▶ [What to work on] Find where "Expected: for each instance of the blue" appears in the records below, then return that line and every later line exactly, stopping only at the last line.

▶ [Entries provided]
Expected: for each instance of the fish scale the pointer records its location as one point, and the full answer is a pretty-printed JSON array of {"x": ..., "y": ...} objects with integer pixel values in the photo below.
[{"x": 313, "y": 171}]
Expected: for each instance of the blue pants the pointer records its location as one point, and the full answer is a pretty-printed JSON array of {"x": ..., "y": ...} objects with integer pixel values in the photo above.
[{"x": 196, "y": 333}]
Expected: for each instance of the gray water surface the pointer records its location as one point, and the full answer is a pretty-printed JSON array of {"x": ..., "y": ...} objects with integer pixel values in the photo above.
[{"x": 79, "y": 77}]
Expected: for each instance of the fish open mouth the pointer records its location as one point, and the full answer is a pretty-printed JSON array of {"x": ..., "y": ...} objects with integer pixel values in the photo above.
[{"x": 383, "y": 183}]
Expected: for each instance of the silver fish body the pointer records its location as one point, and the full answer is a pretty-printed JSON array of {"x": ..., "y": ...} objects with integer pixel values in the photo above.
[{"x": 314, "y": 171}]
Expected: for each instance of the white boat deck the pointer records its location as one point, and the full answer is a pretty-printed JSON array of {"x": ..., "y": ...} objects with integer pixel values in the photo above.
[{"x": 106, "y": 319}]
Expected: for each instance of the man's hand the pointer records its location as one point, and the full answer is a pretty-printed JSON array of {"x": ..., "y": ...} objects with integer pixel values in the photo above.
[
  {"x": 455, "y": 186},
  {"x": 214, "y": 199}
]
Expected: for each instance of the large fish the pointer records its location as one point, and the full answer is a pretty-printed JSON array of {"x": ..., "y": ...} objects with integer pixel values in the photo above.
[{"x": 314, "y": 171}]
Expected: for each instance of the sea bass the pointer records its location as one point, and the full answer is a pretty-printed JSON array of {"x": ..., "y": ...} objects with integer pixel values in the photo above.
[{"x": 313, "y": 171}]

▶ [Reply]
Expected: for each instance of the blue pants the pointer records its location as one point, and the full answer is a pretty-printed JSON array of {"x": ..., "y": ...} objects with integer pixel values in the photo above.
[{"x": 196, "y": 333}]
Expected: for each instance of the gray water surface the pointer records its location as one point, and the full answer is a pretty-printed JSON array of {"x": ..., "y": ...} objects with integer pixel values in the photo above.
[{"x": 79, "y": 77}]
Expected: for each instance of the fish open mouth the pointer records its location as one point, and the full answer is a pretty-printed JSON array of {"x": ..., "y": ...} objects with integer pixel values in the photo above.
[{"x": 383, "y": 183}]
Expected: for each instance of the silver fish body the pointer records its location as one point, and the full answer is a pretty-printed JSON array of {"x": ..., "y": ...} objects with integer pixel values in the photo above.
[{"x": 314, "y": 171}]
Expected: for each instance of the white boat deck the pointer records its location as one point, and the full answer is a pretty-printed JSON array of {"x": ..., "y": ...} objects with integer pixel values in the photo above.
[{"x": 106, "y": 319}]
Expected: for each instance of the man's hand the pointer records its location as one point, and the full answer is a pretty-printed JSON array of {"x": ..., "y": ...} objects with integer pixel values in the photo above.
[
  {"x": 455, "y": 186},
  {"x": 214, "y": 199}
]
Expected: for each instance of the large fish the pointer records its location as one point, and the full answer is a pretty-printed JSON array of {"x": ..., "y": ...} objects with integer pixel values in the photo above.
[{"x": 314, "y": 171}]
Expected: for each instance of the sea bass the pointer records its location as one point, and the full answer is a pretty-printed JSON array of {"x": ..., "y": ...} objects with integer pixel values in the photo above.
[{"x": 313, "y": 171}]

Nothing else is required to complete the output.